It’s not hard to understand why Sidney Rice is now a member of the Seattle Seahawks and not the Minnesota Vikings. It’s the money. $41 million over five years with $18.5 million guaranteed. No way in hell were the Vikings going to match that kind of offer, not on a player with an injury history like Rice’s, not with their cap situation, not with Adrian Peterson in line for a contract extension. And – let’s be honest – Rice didn’t exactly put up the kind of overall numbers that would normally warrant such a huge deal. He had one great year in Minnesota, and three not-great years.
Given the financial realities underlying what went down between Rice and the Vikings, there’s absolutely no valid reason for Rice to be bitter. He got his money anyway, no? But why do I get the feeling Rice is bitter nonetheless? His comments Wednesday certainly seem to indicate that there are hard feelings from his side.
In an interview with the Pioneer-Press, Rice gave his side of the story on how his divorce from the Vikings went down. According to him the Vikings’ front office let him walk without so much as a token negotiation, or even a phone call.
“If you hear from them throughout the rest of the season telling you they are going to be in touch, are going to negotiate and it never happens, you’ve got to wonder – do they really want me there or not?” Rice said. “I just didn’t feel it….It came down to Seattle showing me they wanted me to be a part of the program.”

Task details —
Copy out the article about Sidney Rice leaving the Vikings for the Seahawks word for word, in full. The entries that come next are separate material and have no connection to the article above.

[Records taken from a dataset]
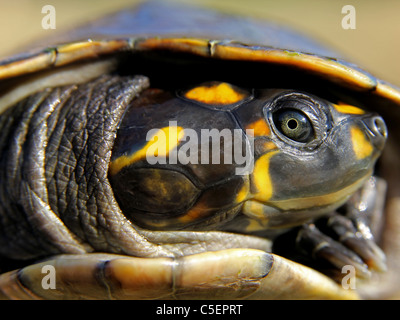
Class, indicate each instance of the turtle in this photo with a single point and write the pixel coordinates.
(172, 152)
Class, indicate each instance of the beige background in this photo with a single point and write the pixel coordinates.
(374, 45)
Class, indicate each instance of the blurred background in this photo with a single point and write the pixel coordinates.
(374, 45)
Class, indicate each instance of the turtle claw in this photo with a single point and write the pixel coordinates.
(342, 229)
(323, 248)
(330, 244)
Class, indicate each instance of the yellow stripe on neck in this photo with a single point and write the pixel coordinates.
(217, 94)
(160, 144)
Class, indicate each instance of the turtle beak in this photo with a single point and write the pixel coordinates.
(376, 131)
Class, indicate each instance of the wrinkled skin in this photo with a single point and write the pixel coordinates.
(88, 218)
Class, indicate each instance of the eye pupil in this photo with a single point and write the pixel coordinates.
(292, 124)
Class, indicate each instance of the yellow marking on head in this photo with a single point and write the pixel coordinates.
(269, 145)
(260, 128)
(261, 177)
(336, 197)
(197, 212)
(220, 94)
(256, 225)
(160, 144)
(348, 109)
(361, 146)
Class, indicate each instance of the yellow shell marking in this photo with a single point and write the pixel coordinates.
(160, 144)
(220, 94)
(244, 191)
(348, 109)
(361, 146)
(262, 179)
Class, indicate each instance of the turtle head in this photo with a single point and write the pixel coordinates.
(315, 156)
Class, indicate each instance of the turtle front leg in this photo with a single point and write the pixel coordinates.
(341, 239)
(224, 274)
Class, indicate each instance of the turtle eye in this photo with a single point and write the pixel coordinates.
(294, 124)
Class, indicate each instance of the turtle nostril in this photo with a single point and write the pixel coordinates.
(379, 127)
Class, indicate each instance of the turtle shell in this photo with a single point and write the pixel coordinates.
(179, 50)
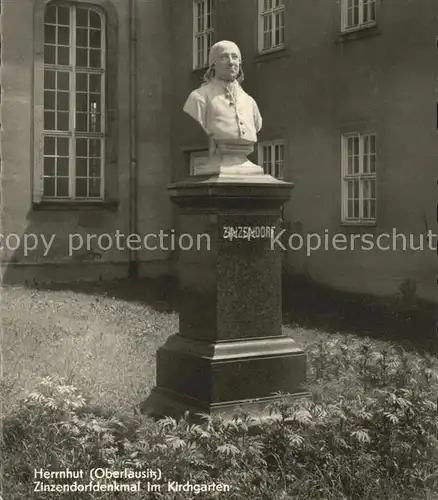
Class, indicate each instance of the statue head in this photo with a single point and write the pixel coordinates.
(225, 62)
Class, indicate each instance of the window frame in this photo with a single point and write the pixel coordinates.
(204, 34)
(272, 145)
(261, 14)
(195, 155)
(109, 160)
(361, 176)
(345, 28)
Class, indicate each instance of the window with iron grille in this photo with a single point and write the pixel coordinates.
(74, 102)
(359, 178)
(203, 31)
(271, 158)
(358, 14)
(271, 24)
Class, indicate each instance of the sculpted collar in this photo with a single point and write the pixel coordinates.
(226, 86)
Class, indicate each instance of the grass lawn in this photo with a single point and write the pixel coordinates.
(102, 344)
(102, 338)
(369, 432)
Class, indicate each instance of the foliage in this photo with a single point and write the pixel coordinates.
(369, 431)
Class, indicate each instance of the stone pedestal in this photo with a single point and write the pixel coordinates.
(230, 351)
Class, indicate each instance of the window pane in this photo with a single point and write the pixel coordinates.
(49, 79)
(373, 11)
(94, 186)
(50, 15)
(62, 120)
(94, 168)
(63, 80)
(95, 58)
(62, 167)
(49, 145)
(95, 83)
(81, 101)
(82, 17)
(81, 81)
(94, 122)
(356, 209)
(81, 167)
(49, 120)
(64, 15)
(81, 58)
(95, 148)
(81, 37)
(63, 101)
(49, 54)
(63, 35)
(366, 160)
(81, 147)
(49, 34)
(373, 209)
(49, 186)
(63, 56)
(356, 165)
(49, 166)
(366, 213)
(49, 100)
(62, 186)
(81, 122)
(95, 19)
(95, 36)
(81, 187)
(62, 146)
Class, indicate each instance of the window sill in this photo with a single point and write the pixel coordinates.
(276, 53)
(358, 224)
(359, 32)
(75, 205)
(199, 72)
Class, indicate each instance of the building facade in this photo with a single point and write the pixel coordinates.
(348, 93)
(347, 90)
(86, 137)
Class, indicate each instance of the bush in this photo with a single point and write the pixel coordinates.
(370, 431)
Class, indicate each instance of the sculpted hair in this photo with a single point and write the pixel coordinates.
(210, 73)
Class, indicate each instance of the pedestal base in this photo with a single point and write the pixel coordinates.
(224, 377)
(230, 351)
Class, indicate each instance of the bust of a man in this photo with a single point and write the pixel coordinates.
(229, 116)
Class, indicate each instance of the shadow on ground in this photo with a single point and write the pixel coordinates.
(160, 293)
(305, 304)
(410, 324)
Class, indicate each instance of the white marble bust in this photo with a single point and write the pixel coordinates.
(224, 110)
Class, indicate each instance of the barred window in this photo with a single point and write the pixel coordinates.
(74, 102)
(203, 31)
(271, 24)
(271, 157)
(358, 13)
(359, 177)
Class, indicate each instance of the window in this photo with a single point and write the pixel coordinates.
(271, 157)
(271, 24)
(198, 161)
(359, 177)
(74, 103)
(358, 14)
(203, 31)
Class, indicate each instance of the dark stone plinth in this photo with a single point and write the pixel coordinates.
(230, 351)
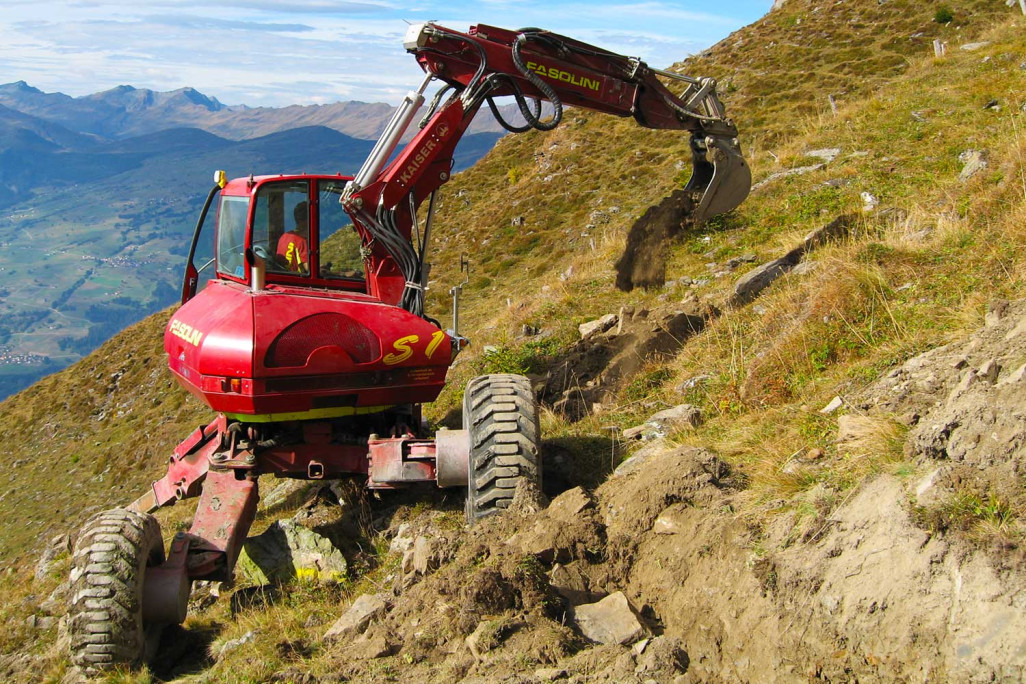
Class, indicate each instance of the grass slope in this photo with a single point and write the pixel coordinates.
(905, 280)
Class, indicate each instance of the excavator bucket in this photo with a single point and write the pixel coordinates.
(720, 176)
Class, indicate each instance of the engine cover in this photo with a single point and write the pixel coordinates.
(287, 353)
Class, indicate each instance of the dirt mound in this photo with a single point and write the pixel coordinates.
(876, 595)
(643, 260)
(594, 368)
(974, 437)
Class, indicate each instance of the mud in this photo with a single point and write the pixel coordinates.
(597, 366)
(643, 260)
(868, 590)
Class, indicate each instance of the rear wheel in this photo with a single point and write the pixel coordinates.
(108, 570)
(501, 416)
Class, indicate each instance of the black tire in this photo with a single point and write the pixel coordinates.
(108, 570)
(501, 416)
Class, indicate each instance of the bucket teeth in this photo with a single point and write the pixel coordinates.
(719, 174)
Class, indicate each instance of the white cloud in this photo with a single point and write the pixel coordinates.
(263, 52)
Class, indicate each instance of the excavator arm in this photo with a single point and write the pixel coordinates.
(531, 66)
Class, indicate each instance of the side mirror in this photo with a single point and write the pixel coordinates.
(258, 255)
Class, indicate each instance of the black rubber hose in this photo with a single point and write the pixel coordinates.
(544, 87)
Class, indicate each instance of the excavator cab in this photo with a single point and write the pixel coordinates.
(280, 230)
(311, 343)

Problem solution —
It’s not hard to understand why Sidney Rice is now a member of the Seattle Seahawks and not the Minnesota Vikings. It’s the money. $41 million over five years with $18.5 million guaranteed. No way in hell were the Vikings going to match that kind of offer, not on a player with an injury history like Rice’s, not with their cap situation, not with Adrian Peterson in line for a contract extension. And – let’s be honest – Rice didn’t exactly put up the kind of overall numbers that would normally warrant such a huge deal. He had one great year in Minnesota, and three not-great years.
Given the financial realities underlying what went down between Rice and the Vikings, there’s absolutely no valid reason for Rice to be bitter. He got his money anyway, no? But why do I get the feeling Rice is bitter nonetheless? His comments Wednesday certainly seem to indicate that there are hard feelings from his side.
In an interview with the Pioneer-Press, Rice gave his side of the story on how his divorce from the Vikings went down. According to him the Vikings’ front office let him walk without so much as a token negotiation, or even a phone call.
“If you hear from them throughout the rest of the season telling you they are going to be in touch, are going to negotiate and it never happens, you’ve got to wonder – do they really want me there or not?” Rice said. “I just didn’t feel it….It came down to Seattle showing me they wanted me to be a part of the program.”